What you should do
Reproduce all of the material below word for word, leaving out the pictures.

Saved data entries
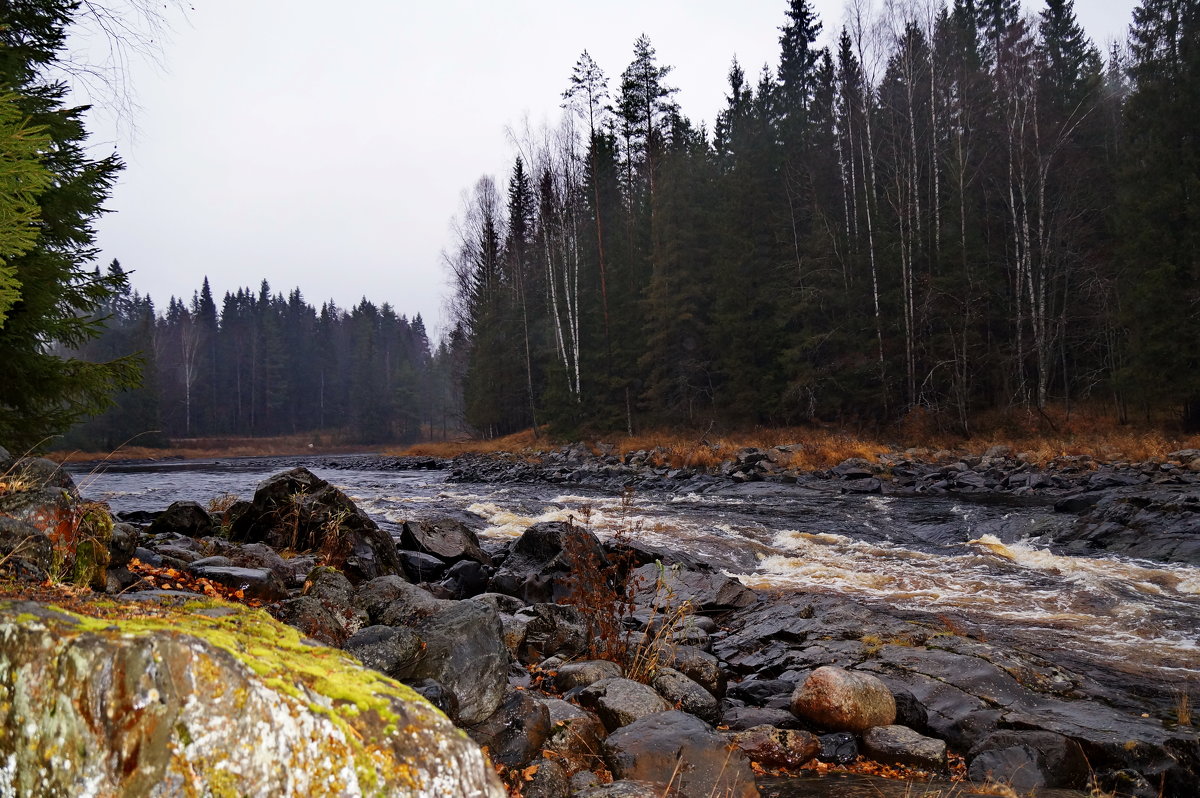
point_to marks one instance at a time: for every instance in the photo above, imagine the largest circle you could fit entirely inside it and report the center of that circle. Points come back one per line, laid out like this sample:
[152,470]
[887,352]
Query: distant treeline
[265,365]
[953,209]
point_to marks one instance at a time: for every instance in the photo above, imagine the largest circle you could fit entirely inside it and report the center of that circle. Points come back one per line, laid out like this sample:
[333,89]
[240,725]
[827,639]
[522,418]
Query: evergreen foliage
[43,388]
[922,217]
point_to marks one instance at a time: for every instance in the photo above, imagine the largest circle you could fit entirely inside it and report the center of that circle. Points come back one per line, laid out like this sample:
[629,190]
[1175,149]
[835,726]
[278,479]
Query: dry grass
[203,448]
[525,442]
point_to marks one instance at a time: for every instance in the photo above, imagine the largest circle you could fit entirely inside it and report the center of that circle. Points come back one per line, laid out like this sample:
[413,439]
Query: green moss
[286,664]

The reply
point_to marks one instance at a time: for every instance in the photo above, imagine the largest circle you could fit entirely inside it and report the center of that circle. Points come back one per line, laid out like this sample:
[152,470]
[887,352]
Query: distant treeline
[265,365]
[953,209]
point_to marks one instance at a time: for every instance in the photo above, imagine the largest circle you could fit entirely inside it and report the center of that circle. Points come back one per line, laid out like this sample:
[333,89]
[240,725]
[827,639]
[522,418]
Query: evergreen foliage
[43,388]
[922,217]
point_to marks one instance at a time: for every instance in the photo above, imagine the largest circle you could fit entirely inside it and report the center of that circle. Points come back one per line, laid out like this sample:
[629,190]
[1175,149]
[835,726]
[278,479]
Query: dry grass
[203,448]
[525,442]
point_to marks one instance at a time: for every instance in the photo above, imagine the largest circle you could fit entirely inside it and report the center of that circle. Points come back one per line, laid out like this sample:
[413,439]
Query: green moss
[286,664]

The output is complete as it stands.